PROBLEM:
Can you quote the records below in full, word for word?

Segment Start: WORKING DATA

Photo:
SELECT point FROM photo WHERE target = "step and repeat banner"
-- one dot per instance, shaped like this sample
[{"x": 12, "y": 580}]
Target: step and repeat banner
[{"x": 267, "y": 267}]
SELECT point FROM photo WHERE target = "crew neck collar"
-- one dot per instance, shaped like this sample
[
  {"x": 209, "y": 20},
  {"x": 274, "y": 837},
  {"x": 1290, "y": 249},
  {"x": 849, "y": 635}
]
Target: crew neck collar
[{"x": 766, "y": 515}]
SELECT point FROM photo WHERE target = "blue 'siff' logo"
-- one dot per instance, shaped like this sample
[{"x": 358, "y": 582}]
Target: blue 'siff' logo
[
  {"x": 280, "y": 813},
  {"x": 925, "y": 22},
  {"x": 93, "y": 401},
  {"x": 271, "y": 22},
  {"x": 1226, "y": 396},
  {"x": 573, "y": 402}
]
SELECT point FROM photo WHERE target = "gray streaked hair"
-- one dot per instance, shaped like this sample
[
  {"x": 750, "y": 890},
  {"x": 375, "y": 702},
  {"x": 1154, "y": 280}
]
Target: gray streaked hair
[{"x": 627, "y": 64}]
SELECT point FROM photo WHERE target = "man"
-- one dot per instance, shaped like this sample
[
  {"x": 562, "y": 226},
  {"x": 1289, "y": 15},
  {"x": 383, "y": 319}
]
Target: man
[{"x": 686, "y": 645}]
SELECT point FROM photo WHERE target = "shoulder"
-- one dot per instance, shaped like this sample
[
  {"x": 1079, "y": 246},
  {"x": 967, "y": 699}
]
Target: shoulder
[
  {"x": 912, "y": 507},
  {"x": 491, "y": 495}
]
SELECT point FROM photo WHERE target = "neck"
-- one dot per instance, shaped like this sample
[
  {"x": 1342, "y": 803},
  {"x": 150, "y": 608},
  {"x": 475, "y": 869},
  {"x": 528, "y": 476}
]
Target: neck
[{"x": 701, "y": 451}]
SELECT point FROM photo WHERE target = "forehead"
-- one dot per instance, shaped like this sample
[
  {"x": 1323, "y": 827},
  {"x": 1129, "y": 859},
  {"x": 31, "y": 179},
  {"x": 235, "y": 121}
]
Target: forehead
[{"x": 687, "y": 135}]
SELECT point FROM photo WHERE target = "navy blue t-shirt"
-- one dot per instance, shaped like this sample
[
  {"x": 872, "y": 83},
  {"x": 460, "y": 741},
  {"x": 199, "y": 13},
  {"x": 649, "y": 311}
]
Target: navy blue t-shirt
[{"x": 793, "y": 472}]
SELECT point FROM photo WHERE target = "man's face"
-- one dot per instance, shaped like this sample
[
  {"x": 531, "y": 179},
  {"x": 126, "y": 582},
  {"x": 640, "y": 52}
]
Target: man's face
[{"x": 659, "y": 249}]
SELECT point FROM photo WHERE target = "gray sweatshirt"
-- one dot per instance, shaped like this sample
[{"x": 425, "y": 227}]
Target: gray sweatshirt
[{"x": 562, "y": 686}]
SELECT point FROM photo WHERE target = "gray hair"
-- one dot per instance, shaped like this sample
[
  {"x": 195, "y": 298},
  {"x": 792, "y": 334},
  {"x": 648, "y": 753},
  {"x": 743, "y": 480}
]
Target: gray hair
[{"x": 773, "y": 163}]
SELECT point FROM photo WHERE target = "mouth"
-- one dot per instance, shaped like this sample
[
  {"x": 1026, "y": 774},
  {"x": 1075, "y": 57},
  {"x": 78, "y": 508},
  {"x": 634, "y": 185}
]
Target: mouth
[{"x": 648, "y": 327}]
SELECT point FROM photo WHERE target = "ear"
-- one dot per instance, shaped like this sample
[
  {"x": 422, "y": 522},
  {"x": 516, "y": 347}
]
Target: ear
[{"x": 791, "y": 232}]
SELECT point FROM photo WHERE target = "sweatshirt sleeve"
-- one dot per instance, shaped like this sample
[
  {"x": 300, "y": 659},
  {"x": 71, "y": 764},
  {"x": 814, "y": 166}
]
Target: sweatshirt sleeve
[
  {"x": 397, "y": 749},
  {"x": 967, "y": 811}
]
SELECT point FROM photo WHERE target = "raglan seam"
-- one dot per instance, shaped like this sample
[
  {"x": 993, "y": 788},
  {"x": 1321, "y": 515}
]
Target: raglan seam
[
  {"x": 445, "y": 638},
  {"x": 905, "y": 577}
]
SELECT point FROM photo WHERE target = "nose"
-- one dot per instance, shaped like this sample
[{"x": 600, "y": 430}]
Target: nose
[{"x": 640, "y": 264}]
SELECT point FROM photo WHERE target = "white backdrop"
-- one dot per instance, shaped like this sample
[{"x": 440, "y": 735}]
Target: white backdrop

Segment End: WORKING DATA

ANSWER SECTION:
Photo:
SELECT point FROM photo WHERE target = "step and repeat banner"
-- one dot per instance, shaped like this sample
[{"x": 12, "y": 580}]
Target: step and repeat banner
[{"x": 267, "y": 267}]
SELECT point FROM photo WHERE target = "crew neck collar"
-- one dot per instance, shaped like this sample
[
  {"x": 209, "y": 20},
  {"x": 274, "y": 837},
  {"x": 1290, "y": 249},
  {"x": 849, "y": 635}
]
Target: crew neck collar
[{"x": 766, "y": 515}]
SELECT point FROM photo WHERE target = "blue 'siff' logo"
-- one dot per instance, shaped like this sample
[{"x": 358, "y": 582}]
Target: blue 'siff' logo
[
  {"x": 280, "y": 813},
  {"x": 925, "y": 22},
  {"x": 93, "y": 401},
  {"x": 271, "y": 22},
  {"x": 1226, "y": 396},
  {"x": 573, "y": 402}
]
SELECT point FROM photo WHERE target = "gray streaked hair"
-- one dot per instance, shaped like this sample
[
  {"x": 750, "y": 890},
  {"x": 375, "y": 702},
  {"x": 1154, "y": 280}
]
Target: gray streaked hair
[{"x": 627, "y": 64}]
SELECT point FROM photo WHERE target = "man"
-- one dot per instance, shaped like this sample
[
  {"x": 562, "y": 226},
  {"x": 1289, "y": 15},
  {"x": 383, "y": 319}
]
Target: man
[{"x": 686, "y": 645}]
SELECT point FROM photo WHERE target = "shoulder"
-- one dot per instance, shaped like this sample
[
  {"x": 1079, "y": 246},
  {"x": 967, "y": 699}
]
Target: shoulder
[
  {"x": 912, "y": 507},
  {"x": 491, "y": 495}
]
SELECT point FROM photo WHERE target = "neck"
-- one dot per instance, shaped like this sample
[
  {"x": 1342, "y": 803},
  {"x": 150, "y": 608},
  {"x": 475, "y": 869},
  {"x": 528, "y": 476}
]
Target: neck
[{"x": 701, "y": 451}]
SELECT point FROM photo WHERE target = "forehead"
-- one dot per instance, shaped like this sample
[
  {"x": 1323, "y": 827},
  {"x": 1129, "y": 859},
  {"x": 31, "y": 179},
  {"x": 235, "y": 121}
]
Target: forehead
[{"x": 687, "y": 135}]
SELECT point FROM photo WHERE target = "navy blue t-shirt"
-- one dot per instance, shaped like this sample
[
  {"x": 872, "y": 83},
  {"x": 460, "y": 741},
  {"x": 199, "y": 13},
  {"x": 649, "y": 311}
]
Target: navy blue t-shirt
[{"x": 793, "y": 472}]
SELECT point FROM photo WHERE target = "man's face"
-- one dot per instance, shaped like this sample
[
  {"x": 531, "y": 179},
  {"x": 126, "y": 582},
  {"x": 640, "y": 52}
]
Target: man's face
[{"x": 659, "y": 249}]
SELECT point FROM photo WHERE target = "gray sweatshirt"
-- one dot per instance, shaped like this sample
[{"x": 425, "y": 227}]
Target: gray sweatshirt
[{"x": 562, "y": 686}]
SELECT point FROM photo WHERE target = "gray hair"
-- one dot per instance, shaped like this sample
[
  {"x": 195, "y": 298},
  {"x": 792, "y": 334},
  {"x": 648, "y": 753},
  {"x": 743, "y": 480}
]
Target: gray hair
[{"x": 773, "y": 163}]
SELECT point FROM photo WHERE target = "mouth"
-- one dot per instance, shaped like this sample
[
  {"x": 1026, "y": 774},
  {"x": 1075, "y": 57},
  {"x": 78, "y": 508},
  {"x": 634, "y": 185}
]
Target: mouth
[{"x": 648, "y": 327}]
SELECT point FROM photo WHERE target = "ear"
-- one dot per instance, shaped like this sample
[
  {"x": 422, "y": 522},
  {"x": 516, "y": 347}
]
Target: ear
[{"x": 791, "y": 232}]
SELECT point FROM photo WHERE target = "sweatshirt sleeve"
-- one dot per instance, shaped like this sample
[
  {"x": 300, "y": 659},
  {"x": 71, "y": 764},
  {"x": 814, "y": 166}
]
Target: sweatshirt sleeve
[
  {"x": 397, "y": 749},
  {"x": 967, "y": 811}
]
SELECT point FROM photo WHERE target = "raglan seam"
-- one dot per instance, shaped like this sample
[
  {"x": 993, "y": 788},
  {"x": 1321, "y": 515}
]
Target: raglan seam
[
  {"x": 445, "y": 638},
  {"x": 905, "y": 577}
]
SELECT point FROM photo WHERE target = "nose"
-- one dot per instance, shaped like this sample
[{"x": 600, "y": 430}]
Target: nose
[{"x": 640, "y": 264}]
SELECT point FROM photo WHERE target = "white backdrop"
-- one dot per instance, shaped like this sample
[{"x": 440, "y": 735}]
Target: white backdrop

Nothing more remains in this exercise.